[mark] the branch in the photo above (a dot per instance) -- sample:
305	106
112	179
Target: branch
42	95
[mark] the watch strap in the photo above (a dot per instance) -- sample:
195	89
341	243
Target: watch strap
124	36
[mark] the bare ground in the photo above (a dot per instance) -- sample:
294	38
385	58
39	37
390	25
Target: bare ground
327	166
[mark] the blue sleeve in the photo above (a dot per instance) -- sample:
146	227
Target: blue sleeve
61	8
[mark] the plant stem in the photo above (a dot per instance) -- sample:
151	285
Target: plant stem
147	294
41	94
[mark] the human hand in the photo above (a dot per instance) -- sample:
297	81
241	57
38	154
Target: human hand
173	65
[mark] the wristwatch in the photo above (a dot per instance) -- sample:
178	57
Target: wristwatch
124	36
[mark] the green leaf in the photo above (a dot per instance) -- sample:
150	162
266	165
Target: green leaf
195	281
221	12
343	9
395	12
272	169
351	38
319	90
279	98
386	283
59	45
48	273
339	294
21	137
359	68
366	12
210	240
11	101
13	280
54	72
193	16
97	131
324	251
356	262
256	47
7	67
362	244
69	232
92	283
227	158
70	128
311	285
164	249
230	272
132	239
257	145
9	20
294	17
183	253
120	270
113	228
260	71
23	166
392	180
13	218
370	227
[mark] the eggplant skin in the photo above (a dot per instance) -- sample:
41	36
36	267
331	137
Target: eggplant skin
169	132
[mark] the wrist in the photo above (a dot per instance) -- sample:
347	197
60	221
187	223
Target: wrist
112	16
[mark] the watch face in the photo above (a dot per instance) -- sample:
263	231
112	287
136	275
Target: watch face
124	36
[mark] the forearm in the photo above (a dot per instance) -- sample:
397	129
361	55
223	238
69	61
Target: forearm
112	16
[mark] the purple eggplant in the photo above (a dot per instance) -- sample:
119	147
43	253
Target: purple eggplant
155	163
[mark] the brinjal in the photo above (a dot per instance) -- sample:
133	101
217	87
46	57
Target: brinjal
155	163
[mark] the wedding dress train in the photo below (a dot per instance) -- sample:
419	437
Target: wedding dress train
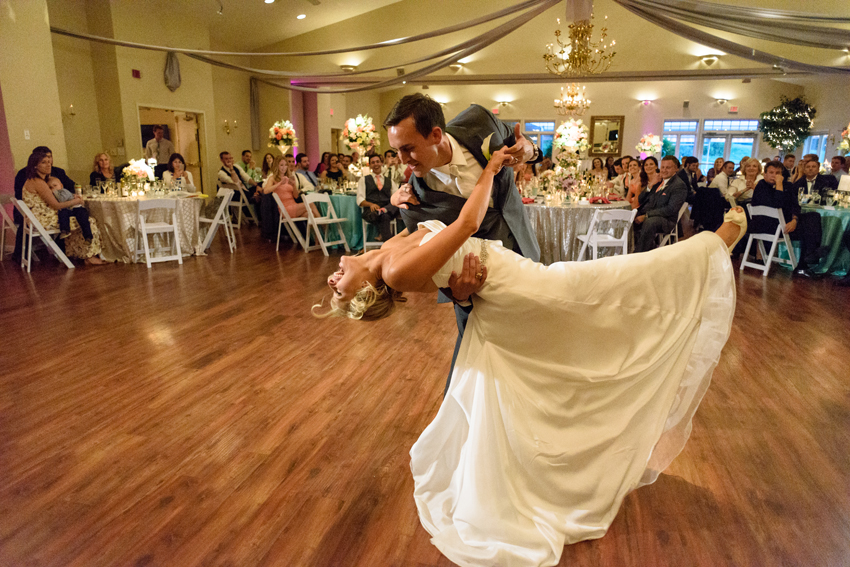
575	384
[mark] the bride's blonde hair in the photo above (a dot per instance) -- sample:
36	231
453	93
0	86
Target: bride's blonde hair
370	303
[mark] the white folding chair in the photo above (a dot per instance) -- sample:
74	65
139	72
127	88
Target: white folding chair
291	228
774	239
31	226
673	235
144	228
326	221
375	243
595	240
6	223
221	218
240	203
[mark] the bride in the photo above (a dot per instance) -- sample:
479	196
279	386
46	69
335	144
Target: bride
574	385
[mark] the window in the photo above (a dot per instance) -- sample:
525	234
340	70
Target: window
541	133
731	125
679	144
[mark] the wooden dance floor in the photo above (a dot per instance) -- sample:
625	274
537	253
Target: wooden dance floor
199	415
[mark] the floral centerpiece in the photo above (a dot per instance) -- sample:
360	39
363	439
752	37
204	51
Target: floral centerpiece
360	135
282	136
137	170
649	144
844	146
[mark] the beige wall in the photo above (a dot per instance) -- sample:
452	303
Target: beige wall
28	75
535	102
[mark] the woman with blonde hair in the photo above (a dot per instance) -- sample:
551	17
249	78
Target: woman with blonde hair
102	170
574	383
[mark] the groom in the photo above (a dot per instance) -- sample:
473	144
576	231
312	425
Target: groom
447	161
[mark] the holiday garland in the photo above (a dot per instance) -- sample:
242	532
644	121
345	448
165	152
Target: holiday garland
788	125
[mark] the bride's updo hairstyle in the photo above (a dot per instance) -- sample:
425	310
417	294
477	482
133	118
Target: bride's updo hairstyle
370	303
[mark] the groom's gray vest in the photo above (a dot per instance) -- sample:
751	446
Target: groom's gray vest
505	220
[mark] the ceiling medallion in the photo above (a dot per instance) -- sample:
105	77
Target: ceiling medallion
573	102
579	56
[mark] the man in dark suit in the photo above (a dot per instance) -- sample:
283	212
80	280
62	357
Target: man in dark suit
20	179
813	183
659	207
447	161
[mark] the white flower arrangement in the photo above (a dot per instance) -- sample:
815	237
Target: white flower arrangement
649	144
360	135
137	170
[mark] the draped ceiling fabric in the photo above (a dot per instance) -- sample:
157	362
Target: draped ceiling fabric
676	16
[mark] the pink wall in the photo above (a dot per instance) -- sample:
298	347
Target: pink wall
311	128
7	165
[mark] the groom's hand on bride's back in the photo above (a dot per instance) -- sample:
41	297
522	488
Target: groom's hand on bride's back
404	197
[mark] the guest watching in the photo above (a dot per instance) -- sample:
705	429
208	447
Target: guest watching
177	173
36	193
838	166
234	176
103	170
268	162
373	195
660	206
813	184
159	147
773	191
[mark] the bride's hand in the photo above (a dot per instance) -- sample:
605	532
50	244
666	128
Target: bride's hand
498	160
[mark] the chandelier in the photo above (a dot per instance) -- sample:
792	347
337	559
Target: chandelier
573	102
580	55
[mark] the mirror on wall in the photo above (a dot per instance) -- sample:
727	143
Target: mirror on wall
606	133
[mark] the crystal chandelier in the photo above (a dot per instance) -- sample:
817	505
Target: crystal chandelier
573	102
579	56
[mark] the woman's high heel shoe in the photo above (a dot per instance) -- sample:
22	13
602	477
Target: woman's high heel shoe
736	216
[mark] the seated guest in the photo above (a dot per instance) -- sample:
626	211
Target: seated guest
20	180
636	181
788	166
232	175
812	183
77	212
659	211
159	147
373	195
103	170
617	183
177	173
305	178
712	173
36	193
837	165
248	166
773	191
282	182
266	169
334	173
741	189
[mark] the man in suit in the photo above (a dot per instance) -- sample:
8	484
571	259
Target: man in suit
20	179
447	161
659	207
813	183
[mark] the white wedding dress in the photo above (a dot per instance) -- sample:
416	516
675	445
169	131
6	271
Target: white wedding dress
574	385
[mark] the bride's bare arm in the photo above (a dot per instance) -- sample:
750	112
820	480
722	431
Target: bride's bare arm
414	269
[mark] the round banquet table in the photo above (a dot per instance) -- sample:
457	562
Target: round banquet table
834	222
557	227
116	217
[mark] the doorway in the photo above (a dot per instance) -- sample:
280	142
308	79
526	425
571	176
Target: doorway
183	128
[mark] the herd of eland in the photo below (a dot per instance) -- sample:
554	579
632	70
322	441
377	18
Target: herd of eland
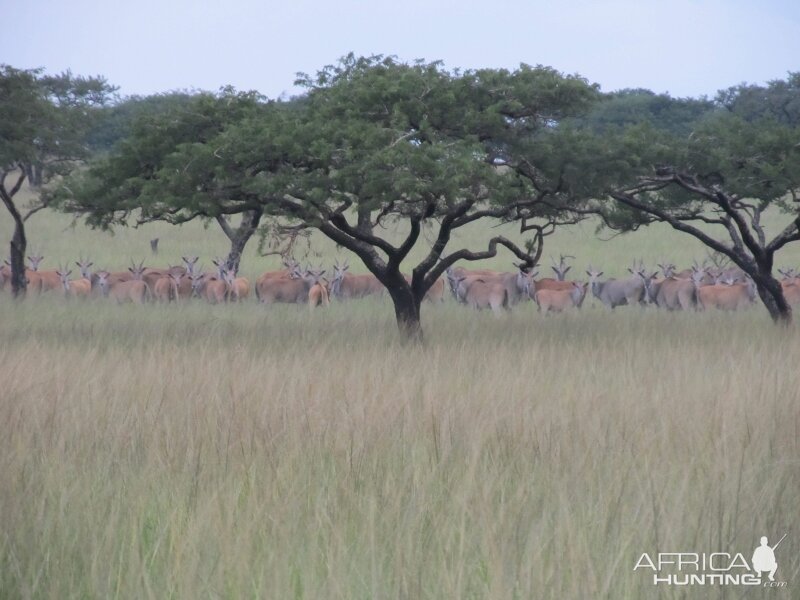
696	288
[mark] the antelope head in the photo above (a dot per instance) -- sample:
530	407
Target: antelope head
190	262
35	261
561	268
137	271
85	268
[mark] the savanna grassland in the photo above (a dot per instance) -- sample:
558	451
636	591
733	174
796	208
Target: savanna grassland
201	451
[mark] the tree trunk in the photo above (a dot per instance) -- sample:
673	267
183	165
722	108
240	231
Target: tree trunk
771	294
19	243
407	313
240	236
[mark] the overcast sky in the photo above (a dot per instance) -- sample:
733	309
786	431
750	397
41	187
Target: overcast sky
684	47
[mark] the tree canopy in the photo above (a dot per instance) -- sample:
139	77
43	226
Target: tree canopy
44	122
716	182
372	140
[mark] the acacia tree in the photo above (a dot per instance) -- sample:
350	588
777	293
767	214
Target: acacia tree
373	141
169	167
43	125
716	184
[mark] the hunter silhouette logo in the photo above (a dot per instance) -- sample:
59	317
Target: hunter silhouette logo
764	558
714	568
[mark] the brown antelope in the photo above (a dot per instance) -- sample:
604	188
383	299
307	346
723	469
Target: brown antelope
165	288
291	270
133	290
5	275
480	294
32	279
345	286
45	281
727	296
435	293
290	291
78	288
238	287
517	284
561	300
213	290
791	285
452	273
318	295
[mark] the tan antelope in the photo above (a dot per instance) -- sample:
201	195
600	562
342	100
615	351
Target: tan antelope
614	292
435	293
209	288
790	285
453	273
727	296
5	275
78	288
132	290
318	295
239	287
517	284
345	286
291	270
561	300
32	279
43	281
480	294
166	288
290	291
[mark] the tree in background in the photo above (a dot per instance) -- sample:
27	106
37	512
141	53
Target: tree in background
715	183
172	164
44	121
373	141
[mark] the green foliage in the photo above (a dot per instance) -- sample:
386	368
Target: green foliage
45	119
624	108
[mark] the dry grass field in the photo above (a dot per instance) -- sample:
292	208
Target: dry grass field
242	452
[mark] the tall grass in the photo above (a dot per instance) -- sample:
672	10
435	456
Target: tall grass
236	451
218	452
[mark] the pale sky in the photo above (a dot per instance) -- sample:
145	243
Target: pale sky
684	47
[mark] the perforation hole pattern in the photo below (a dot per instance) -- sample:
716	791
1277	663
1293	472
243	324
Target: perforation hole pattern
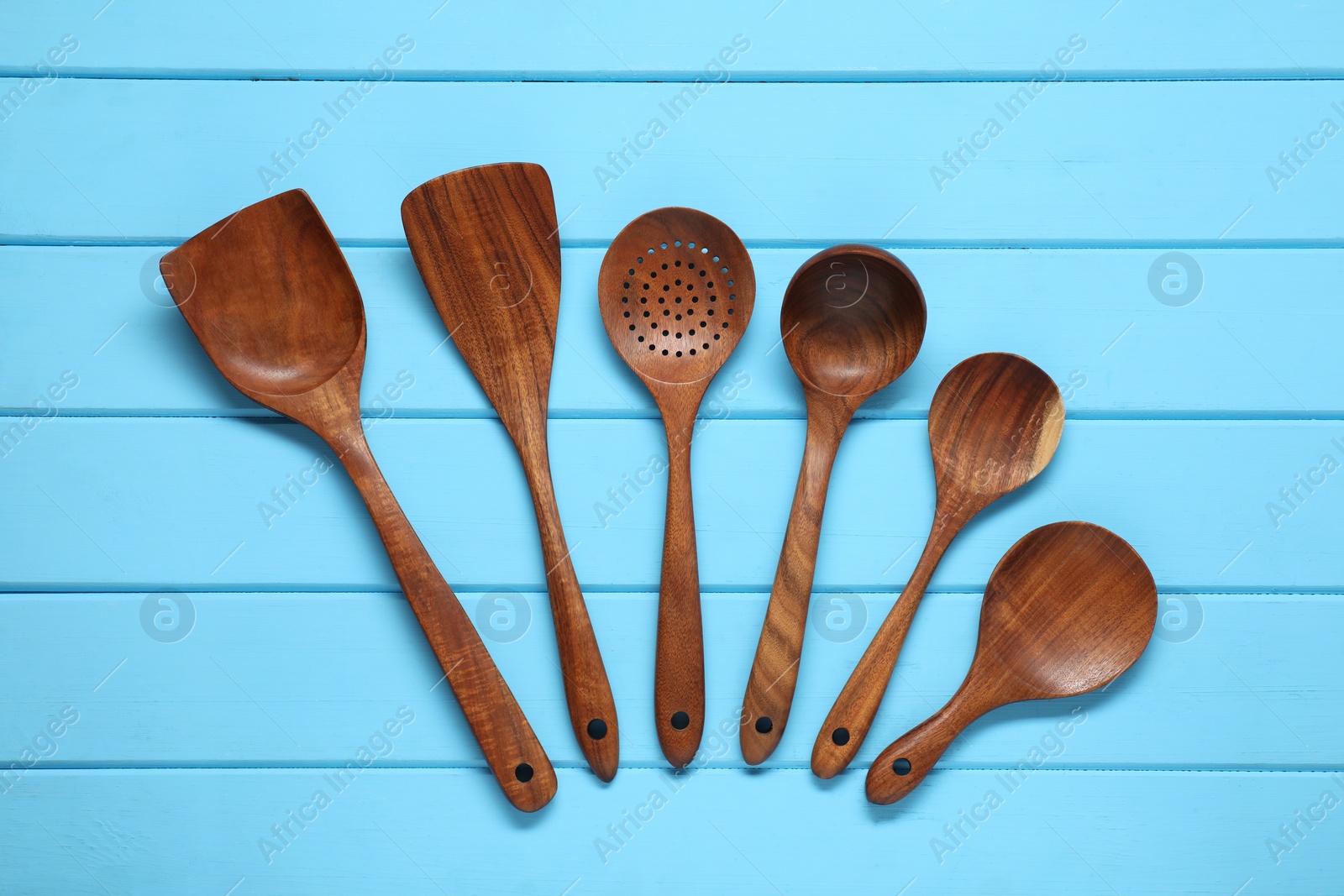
679	298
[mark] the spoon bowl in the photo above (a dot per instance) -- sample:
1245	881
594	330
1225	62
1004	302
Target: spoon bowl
853	322
1068	610
994	425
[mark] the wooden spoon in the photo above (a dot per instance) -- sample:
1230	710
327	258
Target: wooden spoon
994	425
488	250
1068	609
676	291
270	298
853	322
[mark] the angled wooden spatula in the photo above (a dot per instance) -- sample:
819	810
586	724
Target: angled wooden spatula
488	249
270	298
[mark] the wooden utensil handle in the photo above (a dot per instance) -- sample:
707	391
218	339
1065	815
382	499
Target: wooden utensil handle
909	759
679	665
586	688
511	748
851	716
774	672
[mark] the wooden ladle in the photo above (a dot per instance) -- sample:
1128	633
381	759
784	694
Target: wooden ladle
676	291
1068	610
853	322
488	249
994	423
273	302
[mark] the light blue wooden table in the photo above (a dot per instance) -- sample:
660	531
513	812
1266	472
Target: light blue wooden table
199	626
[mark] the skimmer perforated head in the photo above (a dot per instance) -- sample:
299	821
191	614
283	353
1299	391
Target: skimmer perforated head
676	291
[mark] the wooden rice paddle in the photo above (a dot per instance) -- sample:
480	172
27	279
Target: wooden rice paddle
488	249
1068	610
994	423
273	302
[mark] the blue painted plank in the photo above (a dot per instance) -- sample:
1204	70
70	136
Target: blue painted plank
1079	164
917	39
1089	317
1247	681
434	832
134	504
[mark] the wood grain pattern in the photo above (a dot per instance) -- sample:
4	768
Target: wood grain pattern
275	305
853	322
994	425
1068	610
487	244
676	291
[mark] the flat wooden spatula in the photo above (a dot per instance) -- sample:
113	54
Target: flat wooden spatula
488	249
273	302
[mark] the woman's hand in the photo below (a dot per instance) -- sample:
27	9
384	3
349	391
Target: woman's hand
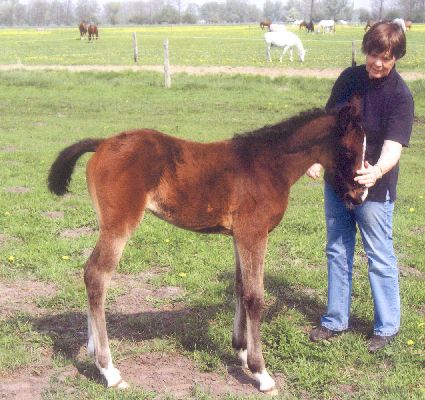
314	171
368	175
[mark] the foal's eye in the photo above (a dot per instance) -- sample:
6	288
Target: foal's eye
349	155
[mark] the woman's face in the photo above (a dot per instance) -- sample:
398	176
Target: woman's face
379	65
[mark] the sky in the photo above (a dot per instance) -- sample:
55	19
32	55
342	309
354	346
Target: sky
260	3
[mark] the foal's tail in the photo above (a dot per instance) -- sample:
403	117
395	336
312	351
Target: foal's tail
61	170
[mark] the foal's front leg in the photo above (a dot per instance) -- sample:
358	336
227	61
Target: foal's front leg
239	323
97	275
251	261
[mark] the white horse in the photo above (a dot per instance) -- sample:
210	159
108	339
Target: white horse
277	28
326	25
286	41
400	22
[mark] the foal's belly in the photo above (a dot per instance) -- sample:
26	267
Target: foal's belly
203	218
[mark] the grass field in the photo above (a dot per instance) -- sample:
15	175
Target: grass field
44	240
191	45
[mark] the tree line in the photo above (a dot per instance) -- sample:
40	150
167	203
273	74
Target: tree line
71	12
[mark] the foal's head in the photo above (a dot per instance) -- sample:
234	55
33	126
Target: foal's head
349	154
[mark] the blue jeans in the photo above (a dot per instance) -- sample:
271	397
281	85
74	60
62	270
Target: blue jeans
374	221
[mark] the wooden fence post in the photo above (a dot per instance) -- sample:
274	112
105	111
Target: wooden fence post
167	76
135	49
268	55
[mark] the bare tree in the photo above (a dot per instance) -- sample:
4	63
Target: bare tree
111	11
378	9
337	9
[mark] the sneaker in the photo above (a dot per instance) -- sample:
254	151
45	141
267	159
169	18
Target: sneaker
377	342
322	333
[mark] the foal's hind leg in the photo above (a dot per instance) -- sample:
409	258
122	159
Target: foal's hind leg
251	252
239	324
97	275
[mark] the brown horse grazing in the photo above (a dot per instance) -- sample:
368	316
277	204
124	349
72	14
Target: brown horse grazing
265	23
92	32
83	29
310	27
369	24
238	187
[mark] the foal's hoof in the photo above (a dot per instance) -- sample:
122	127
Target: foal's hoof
271	392
121	385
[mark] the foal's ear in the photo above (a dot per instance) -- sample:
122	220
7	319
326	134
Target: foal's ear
356	105
345	115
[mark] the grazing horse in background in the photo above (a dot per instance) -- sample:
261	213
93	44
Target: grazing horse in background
265	23
238	187
286	41
83	29
369	24
92	32
277	28
326	25
310	26
400	23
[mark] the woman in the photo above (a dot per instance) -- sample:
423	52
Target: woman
387	119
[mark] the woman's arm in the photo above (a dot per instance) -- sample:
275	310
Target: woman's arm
390	155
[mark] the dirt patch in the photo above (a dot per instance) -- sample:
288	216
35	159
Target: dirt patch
169	374
77	232
54	214
139	296
175	375
21	296
272	72
18	189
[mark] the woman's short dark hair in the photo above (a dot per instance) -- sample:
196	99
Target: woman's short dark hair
385	37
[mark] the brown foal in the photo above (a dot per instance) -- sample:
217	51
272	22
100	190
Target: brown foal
238	187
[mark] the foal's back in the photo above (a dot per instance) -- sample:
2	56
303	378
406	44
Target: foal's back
189	184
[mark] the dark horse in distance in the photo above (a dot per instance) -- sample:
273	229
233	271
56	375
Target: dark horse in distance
238	187
92	32
83	29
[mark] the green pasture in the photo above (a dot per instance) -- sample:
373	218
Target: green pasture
42	112
234	45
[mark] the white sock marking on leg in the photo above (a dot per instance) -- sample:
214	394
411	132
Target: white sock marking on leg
266	381
243	356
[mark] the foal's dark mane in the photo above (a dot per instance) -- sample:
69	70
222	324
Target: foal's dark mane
273	137
271	134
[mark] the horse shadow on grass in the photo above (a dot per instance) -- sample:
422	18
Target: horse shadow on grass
188	326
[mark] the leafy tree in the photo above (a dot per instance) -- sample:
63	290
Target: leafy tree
338	9
213	12
111	11
168	14
12	12
87	10
364	14
37	12
57	13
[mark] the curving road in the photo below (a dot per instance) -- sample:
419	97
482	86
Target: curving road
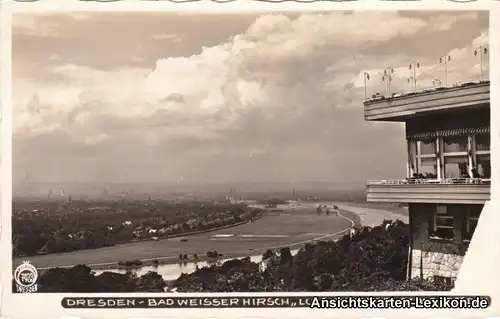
293	226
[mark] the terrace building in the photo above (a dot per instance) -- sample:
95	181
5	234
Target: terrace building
448	171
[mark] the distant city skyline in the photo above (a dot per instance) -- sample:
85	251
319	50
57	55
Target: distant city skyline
170	97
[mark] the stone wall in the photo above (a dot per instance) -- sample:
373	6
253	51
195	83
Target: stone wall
432	257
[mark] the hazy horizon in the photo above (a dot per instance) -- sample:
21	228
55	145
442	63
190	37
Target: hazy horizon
222	99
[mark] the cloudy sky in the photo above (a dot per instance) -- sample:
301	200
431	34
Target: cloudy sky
140	97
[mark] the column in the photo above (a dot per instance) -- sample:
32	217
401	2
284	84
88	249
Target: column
412	152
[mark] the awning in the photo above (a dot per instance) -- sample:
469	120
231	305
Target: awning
451	132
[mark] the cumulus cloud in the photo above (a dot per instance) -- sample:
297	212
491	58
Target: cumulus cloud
281	73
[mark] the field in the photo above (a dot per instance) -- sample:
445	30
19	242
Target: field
293	226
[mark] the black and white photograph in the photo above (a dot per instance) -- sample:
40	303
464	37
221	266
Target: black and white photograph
328	151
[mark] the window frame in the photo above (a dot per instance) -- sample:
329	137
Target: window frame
419	156
436	215
455	154
467	233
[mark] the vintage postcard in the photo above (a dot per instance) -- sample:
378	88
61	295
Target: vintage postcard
336	161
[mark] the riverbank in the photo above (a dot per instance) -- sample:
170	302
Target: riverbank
372	217
289	222
353	219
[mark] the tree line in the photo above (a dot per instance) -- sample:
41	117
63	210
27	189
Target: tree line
46	227
375	259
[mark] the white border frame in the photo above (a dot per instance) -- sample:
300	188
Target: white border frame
48	305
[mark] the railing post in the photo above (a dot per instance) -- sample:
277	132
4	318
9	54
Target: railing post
439	159
411	165
470	155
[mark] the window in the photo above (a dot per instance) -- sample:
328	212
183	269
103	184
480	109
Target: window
482	142
426	147
483	165
483	155
442	224
471	220
456	160
456	166
454	144
426	158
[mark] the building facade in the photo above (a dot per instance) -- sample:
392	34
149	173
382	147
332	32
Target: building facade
448	171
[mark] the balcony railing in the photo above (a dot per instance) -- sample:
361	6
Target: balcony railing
399	107
443	181
447	190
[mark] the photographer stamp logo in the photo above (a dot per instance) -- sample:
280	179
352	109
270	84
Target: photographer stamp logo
25	277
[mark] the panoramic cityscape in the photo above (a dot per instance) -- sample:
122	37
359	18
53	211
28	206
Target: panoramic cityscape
328	151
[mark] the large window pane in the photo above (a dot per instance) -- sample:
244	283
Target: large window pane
484	166
483	142
426	147
455	144
427	166
455	166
####
> [Given instruction]:
Make an exact copy of every line from the one with "[mark] the building" to the end of the data, with the first and last of those lines included.

> [Answer to the problem]:
[mark] the building facade in the photo above (a dot per instance) -- sample:
392	34
149	173
382	147
332	32
Target: building facade
448	171
[mark] the balcony railing in the photo above (a dot per instance) -- sample:
361	6
Target: balcony railing
399	107
443	181
447	190
[mark] the photographer stamp logo in the photo above (a dot per instance) -- sample:
280	179
352	109
270	84
Target: photographer stamp logo
25	277
[mark] the panoramic cityscape in the photo above (a dot per instance) -- sample:
122	37
359	18
53	211
28	206
Target: panoramic cityscape
328	151
[mark] the large window pane in the photo above (a dot per instance) -- sample:
244	283
Target: large window pane
484	166
483	142
426	147
455	144
427	166
455	166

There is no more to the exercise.